Brief A — Write out everything in the passage on cooking vegetables from "Treat plants like" down to "a mushroom Bordelaise.".
Brief B — In the passage on cooking vegetables, what oven temperature does Ravenscroft give for slow roasting a whole pineapple?

*** Passage provided ***

Treat plants like meat. The same techniques — marinating, seasoning, grilling — can still apply. “You can roast a piece of celeriac in salt, like you would with fish,” says Ravenscroft. “You can grill a head of cabbage or a carrot like it’s meat, and it’s amazing.” He’ll treat an eggplant wholeheartedly like a steak, throwing it on a flame and covering it in a mushroom Bordelaise.
If you want to intensify the flavour of a vegetable, coat and rub it in a bit of salt, he suggests, then let it sit out for an hour to pull out excess moisture, rinse off and reseason. Ravenscroft is also fond of slow roasting, which you can do with an entire pineapple. “Just take the green off and pop it in the oven for an hour or two at 325 degrees. It’ll be the most pineapple-y pineapple you’ve ever had.”

*** Data to examine ***

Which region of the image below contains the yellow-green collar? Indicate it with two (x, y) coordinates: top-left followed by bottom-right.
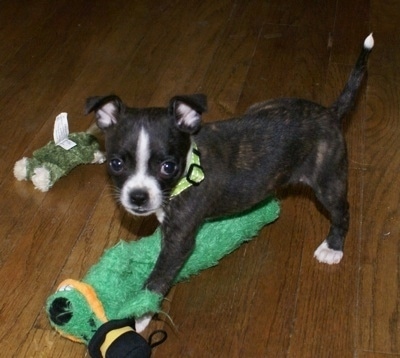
(170, 143), (205, 198)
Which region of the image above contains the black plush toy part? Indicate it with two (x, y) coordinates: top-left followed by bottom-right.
(88, 319), (167, 358)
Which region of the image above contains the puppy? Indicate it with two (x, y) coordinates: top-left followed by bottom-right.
(86, 34), (374, 295)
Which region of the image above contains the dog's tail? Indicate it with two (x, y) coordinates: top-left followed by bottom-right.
(331, 33), (374, 119)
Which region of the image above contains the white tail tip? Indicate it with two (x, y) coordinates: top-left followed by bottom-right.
(364, 32), (374, 50)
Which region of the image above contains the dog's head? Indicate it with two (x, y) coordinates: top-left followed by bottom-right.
(86, 94), (206, 215)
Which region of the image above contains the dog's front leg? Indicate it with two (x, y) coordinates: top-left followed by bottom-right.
(145, 223), (198, 296)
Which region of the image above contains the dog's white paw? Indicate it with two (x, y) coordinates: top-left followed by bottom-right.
(14, 157), (28, 180)
(92, 150), (106, 164)
(31, 167), (50, 191)
(314, 241), (343, 265)
(135, 315), (153, 333)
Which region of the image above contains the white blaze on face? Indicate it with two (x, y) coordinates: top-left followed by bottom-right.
(121, 128), (162, 215)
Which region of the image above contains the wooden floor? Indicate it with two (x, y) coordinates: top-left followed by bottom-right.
(0, 0), (400, 358)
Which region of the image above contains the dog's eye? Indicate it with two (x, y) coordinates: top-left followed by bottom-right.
(160, 161), (178, 178)
(108, 158), (124, 174)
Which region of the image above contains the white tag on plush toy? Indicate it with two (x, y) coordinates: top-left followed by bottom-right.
(53, 112), (76, 150)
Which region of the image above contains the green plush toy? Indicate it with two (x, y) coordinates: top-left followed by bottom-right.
(46, 199), (280, 358)
(14, 113), (105, 192)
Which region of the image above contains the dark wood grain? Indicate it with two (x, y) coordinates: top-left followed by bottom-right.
(0, 0), (400, 358)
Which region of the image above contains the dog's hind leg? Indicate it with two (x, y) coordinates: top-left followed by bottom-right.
(314, 178), (349, 265)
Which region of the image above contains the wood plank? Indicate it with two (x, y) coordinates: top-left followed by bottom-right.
(360, 1), (400, 354)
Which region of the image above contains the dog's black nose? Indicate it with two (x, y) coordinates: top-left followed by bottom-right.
(130, 190), (149, 206)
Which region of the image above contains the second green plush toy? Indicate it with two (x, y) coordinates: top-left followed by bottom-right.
(46, 199), (280, 357)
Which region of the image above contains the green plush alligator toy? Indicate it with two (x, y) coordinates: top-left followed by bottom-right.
(14, 113), (105, 192)
(46, 198), (280, 358)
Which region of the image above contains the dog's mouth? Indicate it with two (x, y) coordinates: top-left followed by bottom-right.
(125, 207), (157, 216)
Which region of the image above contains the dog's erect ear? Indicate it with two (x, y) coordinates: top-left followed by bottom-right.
(169, 94), (207, 134)
(85, 95), (125, 130)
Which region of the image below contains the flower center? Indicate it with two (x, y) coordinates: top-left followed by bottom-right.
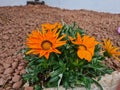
(41, 40), (52, 50)
(79, 45), (87, 50)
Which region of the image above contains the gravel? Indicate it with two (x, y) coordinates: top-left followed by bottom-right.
(0, 5), (120, 90)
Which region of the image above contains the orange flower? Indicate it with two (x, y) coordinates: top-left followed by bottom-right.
(69, 33), (98, 62)
(26, 30), (66, 59)
(42, 22), (62, 33)
(103, 39), (120, 61)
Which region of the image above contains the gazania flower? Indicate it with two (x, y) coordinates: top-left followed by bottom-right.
(26, 30), (66, 59)
(103, 39), (120, 61)
(42, 22), (62, 33)
(69, 33), (98, 62)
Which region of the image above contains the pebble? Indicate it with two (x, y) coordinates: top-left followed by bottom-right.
(12, 80), (22, 90)
(12, 75), (21, 82)
(18, 66), (24, 70)
(3, 35), (9, 39)
(25, 87), (33, 90)
(4, 68), (14, 74)
(20, 69), (26, 75)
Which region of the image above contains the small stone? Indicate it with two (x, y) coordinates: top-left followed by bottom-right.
(12, 62), (18, 69)
(12, 75), (21, 82)
(12, 80), (22, 90)
(4, 68), (14, 74)
(25, 87), (33, 90)
(0, 78), (5, 86)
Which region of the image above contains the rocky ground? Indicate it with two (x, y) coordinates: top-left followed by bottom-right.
(0, 5), (120, 90)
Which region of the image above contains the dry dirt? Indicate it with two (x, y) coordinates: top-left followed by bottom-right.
(0, 5), (120, 90)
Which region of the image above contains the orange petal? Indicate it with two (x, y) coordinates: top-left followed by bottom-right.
(77, 50), (92, 62)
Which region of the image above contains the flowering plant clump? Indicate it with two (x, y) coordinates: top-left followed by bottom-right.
(23, 23), (120, 90)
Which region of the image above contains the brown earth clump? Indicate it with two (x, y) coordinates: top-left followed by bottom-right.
(0, 5), (120, 90)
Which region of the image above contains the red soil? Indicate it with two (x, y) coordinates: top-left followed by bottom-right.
(0, 5), (120, 90)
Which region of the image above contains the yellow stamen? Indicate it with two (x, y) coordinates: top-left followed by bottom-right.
(41, 40), (52, 50)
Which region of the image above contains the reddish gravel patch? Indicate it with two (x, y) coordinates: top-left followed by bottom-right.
(0, 5), (120, 90)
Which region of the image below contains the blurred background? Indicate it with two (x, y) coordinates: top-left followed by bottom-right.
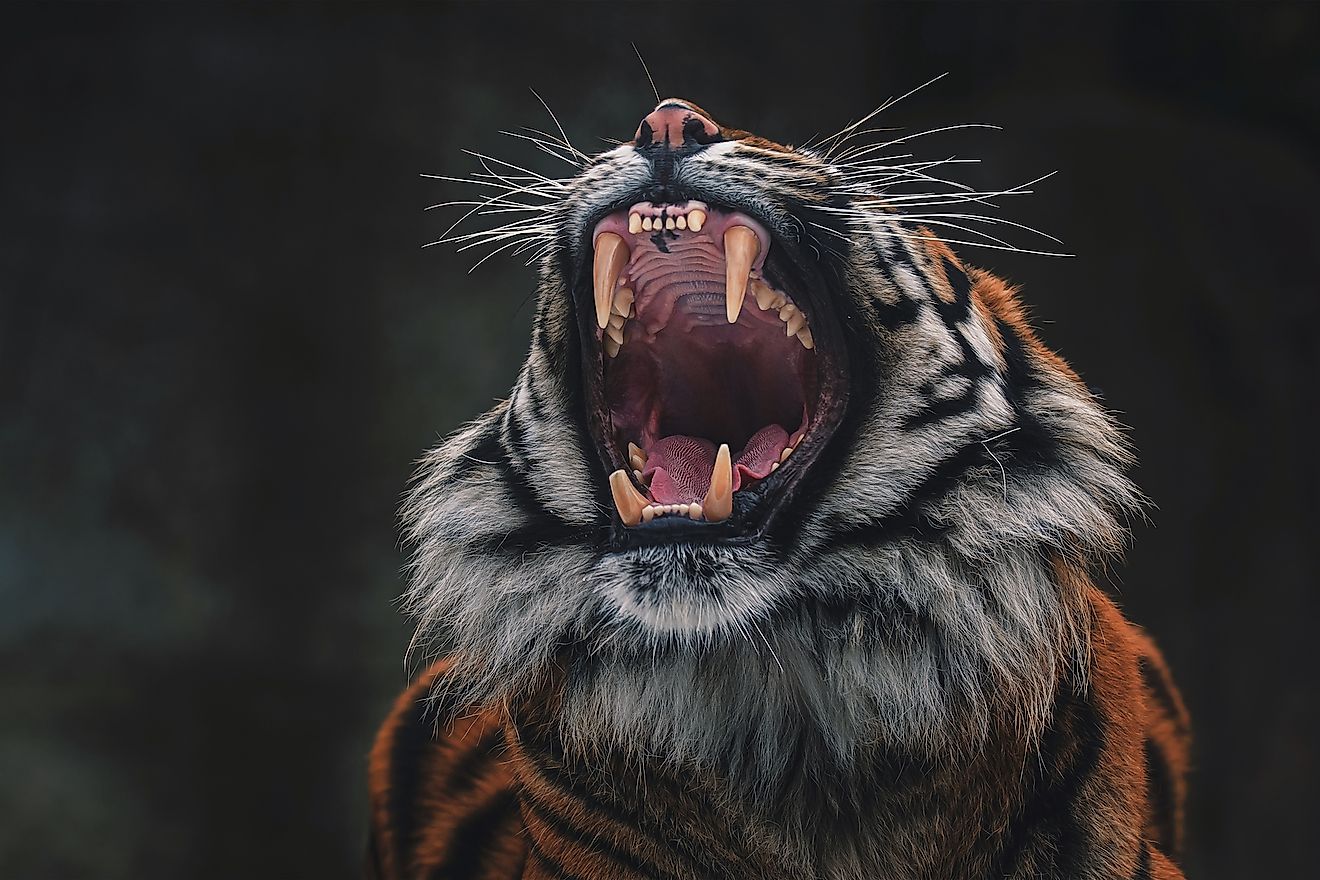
(0, 1), (1320, 879)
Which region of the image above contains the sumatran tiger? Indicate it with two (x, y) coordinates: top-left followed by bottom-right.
(368, 99), (1188, 880)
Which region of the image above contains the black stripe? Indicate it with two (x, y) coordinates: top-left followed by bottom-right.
(388, 699), (433, 869)
(430, 786), (517, 880)
(520, 730), (714, 876)
(451, 410), (598, 555)
(1137, 654), (1188, 735)
(527, 835), (581, 880)
(1133, 840), (1151, 880)
(438, 726), (504, 798)
(1146, 738), (1176, 850)
(816, 443), (990, 555)
(991, 685), (1105, 877)
(521, 777), (665, 880)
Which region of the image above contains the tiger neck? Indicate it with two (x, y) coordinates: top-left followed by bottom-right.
(506, 675), (1028, 879)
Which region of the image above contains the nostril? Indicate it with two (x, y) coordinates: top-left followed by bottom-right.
(634, 100), (721, 149)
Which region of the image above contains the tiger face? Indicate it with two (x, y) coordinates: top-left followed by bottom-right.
(405, 99), (1134, 767)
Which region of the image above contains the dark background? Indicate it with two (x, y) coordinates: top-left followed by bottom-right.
(0, 3), (1320, 879)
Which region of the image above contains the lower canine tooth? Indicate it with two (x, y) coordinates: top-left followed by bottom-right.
(610, 468), (647, 525)
(701, 443), (734, 522)
(591, 232), (631, 330)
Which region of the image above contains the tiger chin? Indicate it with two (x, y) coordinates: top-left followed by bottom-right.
(368, 99), (1188, 880)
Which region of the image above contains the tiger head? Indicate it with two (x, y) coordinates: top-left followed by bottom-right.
(405, 99), (1134, 778)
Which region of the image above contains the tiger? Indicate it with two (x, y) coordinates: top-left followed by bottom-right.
(367, 99), (1191, 880)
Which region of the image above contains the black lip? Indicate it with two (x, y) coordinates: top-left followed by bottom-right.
(570, 195), (851, 550)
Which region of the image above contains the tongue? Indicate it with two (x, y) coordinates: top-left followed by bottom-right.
(642, 425), (788, 504)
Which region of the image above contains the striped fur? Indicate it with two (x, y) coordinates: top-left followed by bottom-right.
(371, 101), (1188, 879)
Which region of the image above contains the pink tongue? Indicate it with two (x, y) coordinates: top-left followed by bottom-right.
(642, 425), (788, 504)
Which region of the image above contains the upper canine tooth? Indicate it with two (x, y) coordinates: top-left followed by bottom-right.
(628, 442), (647, 471)
(701, 443), (734, 522)
(725, 226), (760, 323)
(610, 468), (649, 525)
(591, 232), (631, 330)
(611, 288), (632, 318)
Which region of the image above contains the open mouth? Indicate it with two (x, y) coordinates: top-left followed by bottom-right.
(587, 201), (843, 533)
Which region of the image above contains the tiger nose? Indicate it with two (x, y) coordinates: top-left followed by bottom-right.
(634, 102), (722, 149)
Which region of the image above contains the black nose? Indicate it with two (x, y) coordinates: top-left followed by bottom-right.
(632, 99), (723, 150)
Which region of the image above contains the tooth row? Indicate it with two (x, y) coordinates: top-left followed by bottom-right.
(751, 278), (816, 348)
(610, 443), (734, 525)
(628, 208), (706, 235)
(642, 501), (702, 522)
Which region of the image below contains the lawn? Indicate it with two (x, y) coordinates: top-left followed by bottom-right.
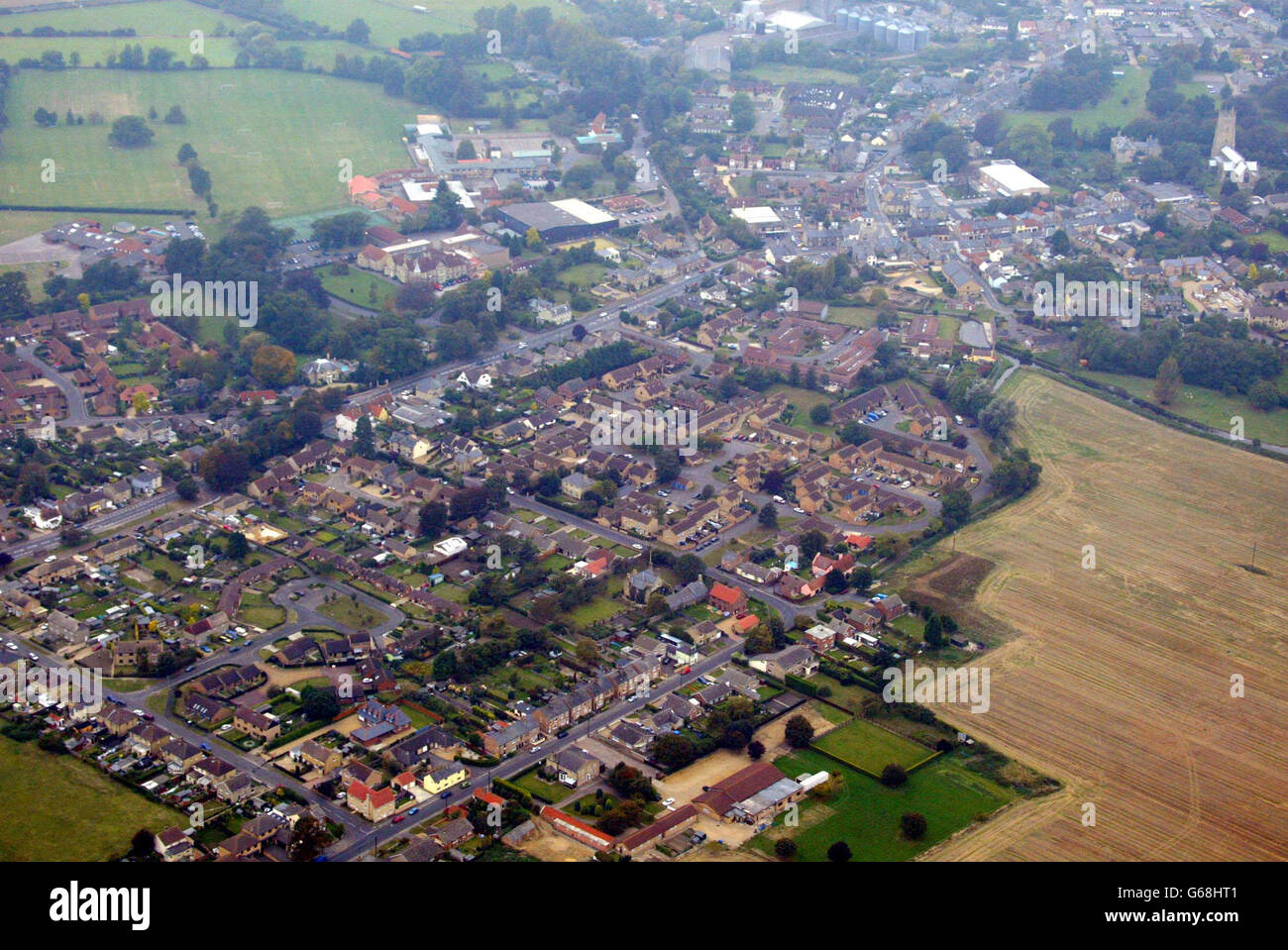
(814, 719), (932, 775)
(282, 0), (581, 51)
(0, 736), (187, 861)
(318, 267), (398, 310)
(567, 597), (626, 627)
(1079, 370), (1288, 446)
(318, 597), (389, 629)
(746, 751), (1014, 861)
(0, 69), (416, 223)
(827, 306), (877, 330)
(1004, 68), (1151, 138)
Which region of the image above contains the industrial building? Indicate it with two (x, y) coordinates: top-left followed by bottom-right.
(979, 160), (1051, 198)
(499, 198), (617, 244)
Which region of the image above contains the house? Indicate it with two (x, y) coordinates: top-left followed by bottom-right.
(420, 757), (471, 795)
(233, 705), (282, 741)
(707, 581), (747, 614)
(748, 644), (818, 680)
(345, 782), (396, 822)
(546, 749), (602, 788)
(693, 762), (805, 824)
(291, 739), (344, 775)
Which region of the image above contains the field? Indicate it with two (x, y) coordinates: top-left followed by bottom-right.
(814, 719), (934, 775)
(1079, 370), (1288, 446)
(317, 597), (389, 629)
(0, 69), (415, 220)
(1005, 67), (1151, 138)
(318, 267), (398, 309)
(747, 749), (1014, 861)
(282, 0), (581, 49)
(0, 738), (185, 861)
(921, 372), (1288, 861)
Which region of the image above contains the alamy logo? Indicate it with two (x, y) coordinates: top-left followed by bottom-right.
(590, 401), (698, 456)
(0, 661), (103, 715)
(49, 881), (152, 931)
(881, 661), (989, 713)
(151, 274), (259, 328)
(1033, 272), (1141, 327)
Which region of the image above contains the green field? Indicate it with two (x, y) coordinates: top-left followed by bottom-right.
(1079, 369), (1288, 446)
(0, 0), (241, 35)
(814, 719), (934, 775)
(1004, 67), (1151, 145)
(282, 0), (581, 47)
(0, 736), (187, 861)
(0, 69), (415, 220)
(318, 597), (389, 629)
(744, 751), (1014, 861)
(318, 267), (398, 310)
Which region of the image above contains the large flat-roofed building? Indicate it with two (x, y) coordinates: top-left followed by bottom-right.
(499, 198), (617, 244)
(979, 160), (1051, 198)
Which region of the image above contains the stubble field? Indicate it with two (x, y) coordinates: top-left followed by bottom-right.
(935, 373), (1288, 861)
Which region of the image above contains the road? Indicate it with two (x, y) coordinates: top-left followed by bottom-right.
(327, 628), (742, 861)
(5, 487), (179, 560)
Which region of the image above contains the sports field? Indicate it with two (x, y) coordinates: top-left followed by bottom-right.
(746, 749), (1014, 861)
(0, 69), (415, 219)
(0, 736), (187, 861)
(914, 370), (1288, 861)
(814, 719), (934, 775)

***

Response box A —
Treat plants like meat. The same techniques — marinating, seasoning, grilling — can still apply. “You can roast a piece of celeriac in salt, like you would with fish,” says Ravenscroft. “You can grill a head of cabbage or a carrot like it’s meat, and it’s amazing.” He’ll treat an eggplant wholeheartedly like a steak, throwing it on a flame and covering it in a mushroom Bordelaise.

Response box B — 325 degrees.